### Exercise goal
Every record must be repeated exactly, with no omission.

....................

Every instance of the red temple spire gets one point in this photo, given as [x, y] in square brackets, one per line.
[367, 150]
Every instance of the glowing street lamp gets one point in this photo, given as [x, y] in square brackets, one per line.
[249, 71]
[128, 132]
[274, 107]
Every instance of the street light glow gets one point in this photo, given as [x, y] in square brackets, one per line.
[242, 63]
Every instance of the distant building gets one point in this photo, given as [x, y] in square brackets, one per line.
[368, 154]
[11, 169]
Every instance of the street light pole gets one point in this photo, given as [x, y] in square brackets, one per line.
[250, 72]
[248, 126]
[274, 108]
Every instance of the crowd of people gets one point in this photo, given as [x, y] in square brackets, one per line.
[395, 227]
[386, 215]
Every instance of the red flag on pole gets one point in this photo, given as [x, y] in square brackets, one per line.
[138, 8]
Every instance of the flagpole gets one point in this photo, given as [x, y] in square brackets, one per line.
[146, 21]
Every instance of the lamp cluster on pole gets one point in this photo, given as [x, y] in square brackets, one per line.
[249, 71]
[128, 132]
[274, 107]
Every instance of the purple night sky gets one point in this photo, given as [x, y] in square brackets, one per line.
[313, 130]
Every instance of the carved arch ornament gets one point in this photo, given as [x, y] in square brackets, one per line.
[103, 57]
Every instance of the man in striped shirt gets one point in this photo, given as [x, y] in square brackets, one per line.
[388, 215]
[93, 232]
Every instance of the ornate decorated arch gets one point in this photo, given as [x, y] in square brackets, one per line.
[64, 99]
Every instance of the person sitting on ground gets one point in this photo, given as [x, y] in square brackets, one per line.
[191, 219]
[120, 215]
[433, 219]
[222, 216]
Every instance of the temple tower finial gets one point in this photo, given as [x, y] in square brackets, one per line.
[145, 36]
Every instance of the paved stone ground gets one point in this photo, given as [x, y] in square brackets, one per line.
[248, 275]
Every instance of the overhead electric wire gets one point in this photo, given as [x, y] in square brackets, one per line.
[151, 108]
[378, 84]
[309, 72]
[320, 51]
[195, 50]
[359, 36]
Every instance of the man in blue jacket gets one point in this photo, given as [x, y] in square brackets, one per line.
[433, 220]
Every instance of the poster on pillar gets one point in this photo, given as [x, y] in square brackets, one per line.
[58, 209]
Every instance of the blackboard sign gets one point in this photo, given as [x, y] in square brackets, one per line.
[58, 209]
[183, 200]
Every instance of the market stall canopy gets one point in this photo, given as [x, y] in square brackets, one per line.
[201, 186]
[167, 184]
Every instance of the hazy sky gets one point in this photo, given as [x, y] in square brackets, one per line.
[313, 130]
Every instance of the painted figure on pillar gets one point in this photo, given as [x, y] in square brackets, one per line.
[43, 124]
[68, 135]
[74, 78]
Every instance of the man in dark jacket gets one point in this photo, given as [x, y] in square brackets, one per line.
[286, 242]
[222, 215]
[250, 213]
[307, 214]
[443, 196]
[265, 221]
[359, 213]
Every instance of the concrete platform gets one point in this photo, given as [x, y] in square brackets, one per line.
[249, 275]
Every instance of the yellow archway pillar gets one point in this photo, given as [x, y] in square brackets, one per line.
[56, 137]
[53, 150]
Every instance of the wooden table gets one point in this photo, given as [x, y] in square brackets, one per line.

....................

### Solution for this exercise
Every instance of the red temple spire gets one point in this photo, given as [x, y] in square brackets, one per line.
[367, 150]
Every instance of the glowing street lamp gets one point in this photo, given as [x, y] in square brackets, one per line.
[249, 71]
[128, 132]
[274, 107]
Every instance of the street light glow gets one point in this photo, given as [x, y] in square brackets, one per line.
[242, 63]
Every instance of the distant building gets one point in this photo, given as [x, y] in square brackets, one per line.
[368, 154]
[11, 169]
Every instance of the street light pole gets one point in this photo, given as [x, y] in square brackets, one per line.
[250, 72]
[248, 126]
[274, 108]
Every instance of the crowd of people gets one point in this photo, given as [x, y] in square brackets, one per line.
[395, 227]
[386, 215]
Every instance of the red flag on pole gets one point in this photo, given as [x, y] in square brackets, one per line.
[138, 8]
Every instance of the flagpole gets one point in this photo, given as [x, y] in square brackets, one per line.
[146, 21]
Every instance of the lamp cluster on pole gets one point in this photo, given as [x, y] in square brackets, one per line.
[249, 71]
[128, 132]
[274, 107]
Every instance of the purple night sky gets one point in this photo, given as [x, y] in square brackets, one per line.
[313, 130]
Every instance of the carved arch ornament gets one point in this photo, given as [x, y] in square brackets, one per line.
[103, 57]
Every instance of the man in striped shirt gets one point in this photo, given as [x, y] in square brackets, one per line.
[388, 215]
[93, 232]
Every instance of the ornate decorated arch gets one point in this photo, given as [x, y] in square brackets, one per line.
[64, 99]
Every instance of the person sitting on ground gets one point in this photo, given as [x, y] in square brackets, one per line.
[191, 219]
[120, 215]
[433, 219]
[222, 216]
Every instance of the temple tower finial gets one point in this photo, given as [x, y] in square brackets, one per line.
[145, 36]
Every instance of the paved stone ground gets one point in this photo, given as [x, y] in square brackets, one per line.
[248, 275]
Every instance of the overhead electric wire gets one point in this photo, given as [x, y] in square brackets, one per line.
[151, 108]
[378, 84]
[309, 72]
[320, 51]
[195, 50]
[359, 36]
Every instance of the man in blue jacket gets one point in this photo, given as [x, y] in square brackets, one per line.
[433, 220]
Every instance of the poster on pillar gets one point in this photo, given as [x, y] in square brackets, one per line.
[58, 209]
Every instance of the blackboard sign gets one point in this photo, given as [x, y] in square brackets, one per line.
[58, 209]
[183, 200]
Every instance of the market stall canopy gets one point in this photo, given as [x, y] in square brackets, one per line.
[201, 186]
[167, 184]
Every instance of the hazy sky gets one point in this photo, given as [x, y] in square brackets, one per line.
[313, 130]
Every instance of the painted figure on pillar gets one point in this photo, given as [x, y] in square brackets, one per line.
[43, 124]
[68, 135]
[74, 78]
Every instance of the man in dark jacket gets one point in this photo, given as [x, y] in square brackets, one per line.
[286, 242]
[222, 215]
[250, 213]
[307, 214]
[443, 196]
[265, 221]
[359, 213]
Every instance of the concrete platform gets one point in this photo, given as [x, y] in square brackets, one per line.
[249, 275]
Every instance of the yellow archway pillar gets one point in this photo, given as [x, y] in square brackets, one per line.
[56, 137]
[53, 150]
Every instance of the wooden table gets one point in this photo, given as [x, y] in square brackets, one per line.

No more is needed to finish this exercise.